**EXERCISE DESCRIPTION**
Could you write out, word for word, only the lines from the one containing "Target: doorway" through the last line of the data below?

**EXERCISE MATERIALS**
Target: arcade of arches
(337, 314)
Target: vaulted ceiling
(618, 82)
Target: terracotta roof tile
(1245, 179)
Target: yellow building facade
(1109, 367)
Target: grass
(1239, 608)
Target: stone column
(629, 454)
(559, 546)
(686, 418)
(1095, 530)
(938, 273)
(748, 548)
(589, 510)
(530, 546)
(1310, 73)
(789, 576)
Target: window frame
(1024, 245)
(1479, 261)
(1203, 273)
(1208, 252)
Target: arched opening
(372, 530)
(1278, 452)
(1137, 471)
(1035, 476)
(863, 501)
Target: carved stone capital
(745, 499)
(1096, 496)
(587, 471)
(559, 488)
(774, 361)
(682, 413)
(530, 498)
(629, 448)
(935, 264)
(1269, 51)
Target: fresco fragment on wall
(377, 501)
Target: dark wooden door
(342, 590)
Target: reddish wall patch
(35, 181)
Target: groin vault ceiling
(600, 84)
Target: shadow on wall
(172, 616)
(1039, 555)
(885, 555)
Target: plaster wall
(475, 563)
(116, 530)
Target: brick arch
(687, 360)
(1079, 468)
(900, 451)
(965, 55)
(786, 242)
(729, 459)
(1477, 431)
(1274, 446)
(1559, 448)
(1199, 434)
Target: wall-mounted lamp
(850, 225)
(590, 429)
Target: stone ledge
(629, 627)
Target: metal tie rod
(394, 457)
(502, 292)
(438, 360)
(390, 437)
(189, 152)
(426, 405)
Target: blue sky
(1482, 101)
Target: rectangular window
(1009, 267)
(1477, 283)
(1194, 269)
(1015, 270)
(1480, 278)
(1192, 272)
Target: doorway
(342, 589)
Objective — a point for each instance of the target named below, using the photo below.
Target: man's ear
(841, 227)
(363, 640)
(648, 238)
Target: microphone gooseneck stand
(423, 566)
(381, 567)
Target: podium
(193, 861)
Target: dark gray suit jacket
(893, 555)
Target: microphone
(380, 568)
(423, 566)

**EXERCISE SOLUTION**
Target: doorway
(342, 589)
Objective — a point for each instance of the target named below, using the photo below.
Target: man's ear
(841, 227)
(363, 640)
(648, 238)
Target: microphone gooseneck stand
(423, 566)
(381, 567)
Target: podium
(193, 861)
Target: dark gray suit jacket
(893, 555)
Target: microphone
(380, 568)
(423, 566)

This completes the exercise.